__Task instructions__. Reproduce only this part of the listing: the line with "Can you see the boy's hand?", plus every line after it through the last.
··· Data extract
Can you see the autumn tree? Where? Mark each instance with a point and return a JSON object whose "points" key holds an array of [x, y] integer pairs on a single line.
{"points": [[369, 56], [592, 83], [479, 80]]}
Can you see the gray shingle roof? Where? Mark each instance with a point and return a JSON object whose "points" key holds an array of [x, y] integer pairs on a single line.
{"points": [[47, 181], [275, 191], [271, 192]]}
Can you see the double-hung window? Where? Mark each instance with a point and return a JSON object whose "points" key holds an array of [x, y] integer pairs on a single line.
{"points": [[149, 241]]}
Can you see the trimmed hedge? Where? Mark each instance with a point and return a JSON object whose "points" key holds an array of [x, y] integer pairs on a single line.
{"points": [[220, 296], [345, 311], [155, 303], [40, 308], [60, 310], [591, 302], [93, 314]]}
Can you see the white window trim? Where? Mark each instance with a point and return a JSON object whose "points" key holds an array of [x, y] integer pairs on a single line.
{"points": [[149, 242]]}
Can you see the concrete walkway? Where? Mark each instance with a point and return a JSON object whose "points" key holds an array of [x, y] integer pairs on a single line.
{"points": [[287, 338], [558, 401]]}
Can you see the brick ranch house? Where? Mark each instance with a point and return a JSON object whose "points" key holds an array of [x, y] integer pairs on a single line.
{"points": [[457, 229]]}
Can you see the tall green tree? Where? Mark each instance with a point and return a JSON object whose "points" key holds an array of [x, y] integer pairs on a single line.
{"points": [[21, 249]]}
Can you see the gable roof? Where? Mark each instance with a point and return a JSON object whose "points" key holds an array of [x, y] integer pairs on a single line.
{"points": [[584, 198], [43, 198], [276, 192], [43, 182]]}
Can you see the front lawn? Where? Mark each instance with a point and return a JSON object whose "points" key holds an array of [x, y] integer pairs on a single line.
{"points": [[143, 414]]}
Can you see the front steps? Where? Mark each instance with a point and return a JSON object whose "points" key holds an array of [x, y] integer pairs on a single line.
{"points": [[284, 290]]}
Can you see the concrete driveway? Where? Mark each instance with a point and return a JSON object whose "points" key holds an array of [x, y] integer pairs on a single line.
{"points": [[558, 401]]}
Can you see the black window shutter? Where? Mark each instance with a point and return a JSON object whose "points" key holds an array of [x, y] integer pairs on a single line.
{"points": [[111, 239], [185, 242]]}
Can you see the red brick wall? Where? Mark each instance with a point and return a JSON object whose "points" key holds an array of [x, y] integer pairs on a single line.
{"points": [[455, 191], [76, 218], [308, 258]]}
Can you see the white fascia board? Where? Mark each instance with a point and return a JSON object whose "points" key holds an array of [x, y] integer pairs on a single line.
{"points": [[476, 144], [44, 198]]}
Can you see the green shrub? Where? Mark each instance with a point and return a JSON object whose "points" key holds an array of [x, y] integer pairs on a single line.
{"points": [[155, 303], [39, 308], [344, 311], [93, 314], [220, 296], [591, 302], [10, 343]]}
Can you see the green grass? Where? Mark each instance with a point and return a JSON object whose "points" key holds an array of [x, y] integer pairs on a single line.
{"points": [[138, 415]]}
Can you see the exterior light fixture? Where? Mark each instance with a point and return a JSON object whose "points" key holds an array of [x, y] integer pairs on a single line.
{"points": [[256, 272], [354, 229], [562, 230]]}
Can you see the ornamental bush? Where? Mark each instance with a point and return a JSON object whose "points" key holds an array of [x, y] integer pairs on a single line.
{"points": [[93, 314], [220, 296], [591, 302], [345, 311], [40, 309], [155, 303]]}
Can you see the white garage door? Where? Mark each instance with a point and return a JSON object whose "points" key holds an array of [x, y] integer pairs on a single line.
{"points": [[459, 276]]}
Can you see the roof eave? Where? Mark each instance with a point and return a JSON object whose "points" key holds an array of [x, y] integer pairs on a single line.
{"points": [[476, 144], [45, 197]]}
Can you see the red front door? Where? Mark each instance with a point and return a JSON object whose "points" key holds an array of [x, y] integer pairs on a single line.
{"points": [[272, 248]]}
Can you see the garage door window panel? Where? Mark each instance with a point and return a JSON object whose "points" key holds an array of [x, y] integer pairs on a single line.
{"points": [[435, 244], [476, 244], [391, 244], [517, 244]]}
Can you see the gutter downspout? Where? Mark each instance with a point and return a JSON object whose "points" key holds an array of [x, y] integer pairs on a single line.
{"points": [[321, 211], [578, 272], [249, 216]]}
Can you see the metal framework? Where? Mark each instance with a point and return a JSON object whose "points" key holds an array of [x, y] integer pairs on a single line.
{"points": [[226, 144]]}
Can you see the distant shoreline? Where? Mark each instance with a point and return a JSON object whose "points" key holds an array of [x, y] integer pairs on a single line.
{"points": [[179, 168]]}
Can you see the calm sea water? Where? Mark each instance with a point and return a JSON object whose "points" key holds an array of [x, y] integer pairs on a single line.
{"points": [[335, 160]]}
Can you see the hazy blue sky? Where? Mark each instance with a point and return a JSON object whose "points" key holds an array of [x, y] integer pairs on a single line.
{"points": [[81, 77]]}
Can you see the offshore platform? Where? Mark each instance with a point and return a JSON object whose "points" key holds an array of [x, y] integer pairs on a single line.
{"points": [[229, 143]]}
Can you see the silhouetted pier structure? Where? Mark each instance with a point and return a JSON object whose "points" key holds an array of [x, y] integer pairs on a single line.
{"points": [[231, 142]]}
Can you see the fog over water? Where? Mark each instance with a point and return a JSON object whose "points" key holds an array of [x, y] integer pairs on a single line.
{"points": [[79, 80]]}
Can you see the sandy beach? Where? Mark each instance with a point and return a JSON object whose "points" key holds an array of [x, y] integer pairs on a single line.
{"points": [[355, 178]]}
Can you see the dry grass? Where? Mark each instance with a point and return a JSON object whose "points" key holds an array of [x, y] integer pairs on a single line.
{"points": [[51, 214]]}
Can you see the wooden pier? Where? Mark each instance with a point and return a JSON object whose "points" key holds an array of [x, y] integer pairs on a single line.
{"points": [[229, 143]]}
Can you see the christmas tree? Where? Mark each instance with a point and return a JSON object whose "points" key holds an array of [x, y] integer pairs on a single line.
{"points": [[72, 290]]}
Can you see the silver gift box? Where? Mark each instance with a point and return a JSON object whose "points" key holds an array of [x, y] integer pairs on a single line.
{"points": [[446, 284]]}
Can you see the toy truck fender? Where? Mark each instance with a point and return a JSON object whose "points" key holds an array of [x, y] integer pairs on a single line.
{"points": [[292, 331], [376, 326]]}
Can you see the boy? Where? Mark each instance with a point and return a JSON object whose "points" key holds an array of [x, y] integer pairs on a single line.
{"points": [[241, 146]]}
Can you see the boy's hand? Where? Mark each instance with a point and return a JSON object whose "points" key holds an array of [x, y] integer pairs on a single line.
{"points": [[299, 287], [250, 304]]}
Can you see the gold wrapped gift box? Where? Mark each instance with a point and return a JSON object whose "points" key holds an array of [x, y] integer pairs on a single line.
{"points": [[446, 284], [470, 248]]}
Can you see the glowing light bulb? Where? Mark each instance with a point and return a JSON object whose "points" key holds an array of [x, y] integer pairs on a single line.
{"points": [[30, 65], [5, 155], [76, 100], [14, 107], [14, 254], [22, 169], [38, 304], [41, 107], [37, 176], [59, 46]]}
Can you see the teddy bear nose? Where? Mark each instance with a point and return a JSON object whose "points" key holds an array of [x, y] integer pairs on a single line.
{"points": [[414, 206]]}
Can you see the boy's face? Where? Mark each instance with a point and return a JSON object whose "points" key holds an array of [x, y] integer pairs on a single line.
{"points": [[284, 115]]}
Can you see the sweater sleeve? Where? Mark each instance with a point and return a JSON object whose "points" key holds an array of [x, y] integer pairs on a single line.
······
__Written solution__.
Can you see the boy's hand? Where? Mark each instance with a point and return a JSON object whose "points" key holds an array of [x, y] integer pairs on a single line.
{"points": [[299, 287], [250, 304]]}
Can you see the gold wrapped gift box? Where? Mark each instance with a point and return a JSON object whose "points" key holds an array of [x, y] integer pairs on a single line.
{"points": [[446, 284], [470, 248]]}
Can you see the glowing light bulb? Where? Mark each instance with a point and return a JSON object whose "points" key holds an array of [x, y] integer pairs on a single line.
{"points": [[30, 65], [5, 155], [76, 100], [14, 107], [14, 254], [22, 169], [38, 304], [41, 107], [37, 176], [59, 46]]}
Can you see the teddy bear nose? Where? Mark each instance with a point and return a JSON object whose "points" key holds an array of [x, y] integer pairs on a single line.
{"points": [[414, 206]]}
Can you see the boy's face? Where? Mark each instance with a point and return a JSON object whose "points" key holds an array of [x, y] integer pairs on a single line.
{"points": [[284, 115]]}
Can you see the sweater sleeve? Where? Mark each instance with a point and return a JSON object whose "points" key holds an array of [x, y] integer pairs on a single line.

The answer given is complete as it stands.